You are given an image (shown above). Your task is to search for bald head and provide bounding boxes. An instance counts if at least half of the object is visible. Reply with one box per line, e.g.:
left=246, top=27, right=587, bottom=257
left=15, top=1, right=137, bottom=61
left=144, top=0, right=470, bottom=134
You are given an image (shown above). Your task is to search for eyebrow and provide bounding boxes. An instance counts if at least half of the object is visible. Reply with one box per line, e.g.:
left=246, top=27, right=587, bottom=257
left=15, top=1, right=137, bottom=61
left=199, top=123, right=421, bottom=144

...

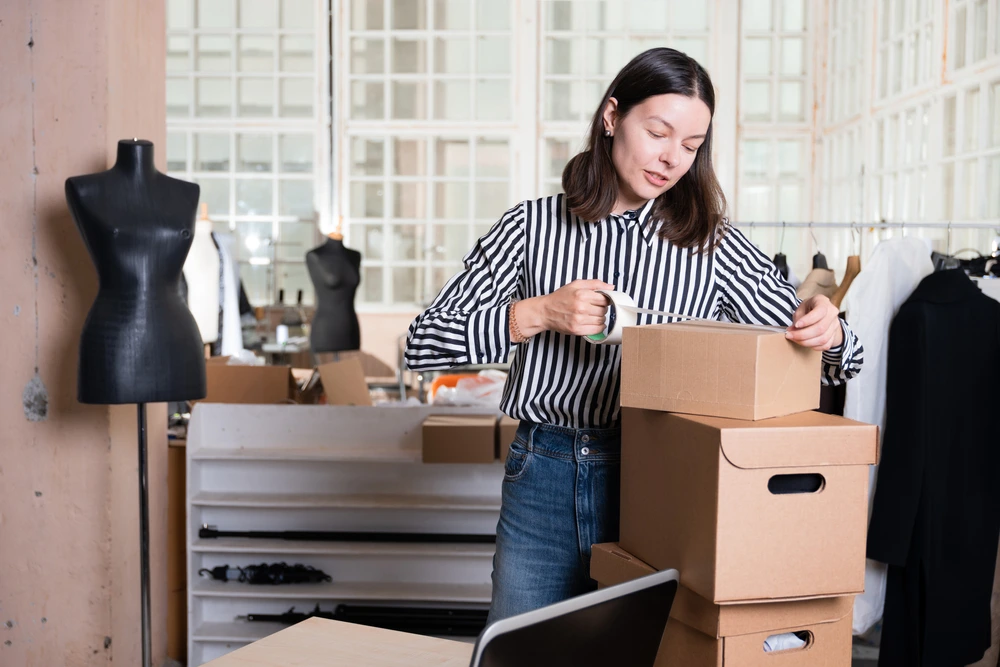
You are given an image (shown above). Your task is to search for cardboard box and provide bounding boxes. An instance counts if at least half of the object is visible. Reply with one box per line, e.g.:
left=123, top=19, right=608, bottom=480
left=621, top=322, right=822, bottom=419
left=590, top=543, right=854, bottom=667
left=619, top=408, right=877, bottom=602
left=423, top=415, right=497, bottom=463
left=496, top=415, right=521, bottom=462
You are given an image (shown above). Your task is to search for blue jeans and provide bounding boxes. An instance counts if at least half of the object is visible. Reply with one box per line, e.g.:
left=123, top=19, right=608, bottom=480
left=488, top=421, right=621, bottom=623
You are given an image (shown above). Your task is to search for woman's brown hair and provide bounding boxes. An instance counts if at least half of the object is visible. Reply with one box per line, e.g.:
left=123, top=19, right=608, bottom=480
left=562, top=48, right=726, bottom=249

* Directions
Lay out the entries from the line with "search for blue" up to and including the line with "left=562, top=48, right=726, bottom=249" as a two-column CSV with the headers instruction and response, one row per entry. Put each entry's text and its answer in one quoted field apiece, with line breaks replaced by spaces.

* Response
instruction,response
"You are given an image (shown above). Your task is to search for blue jeans and provide bounding boxes. An instance counts if at least half of the object is visible. Reply with one box per line, e.g.: left=123, top=19, right=608, bottom=480","left=488, top=421, right=621, bottom=623"
"You are given an image (shown above). Your task is to search for woman's brown hair and provide bounding boxes. An instance counts if at least half of the object is visible. Reply with one box per line, e.g.: left=123, top=19, right=608, bottom=480","left=562, top=48, right=726, bottom=249"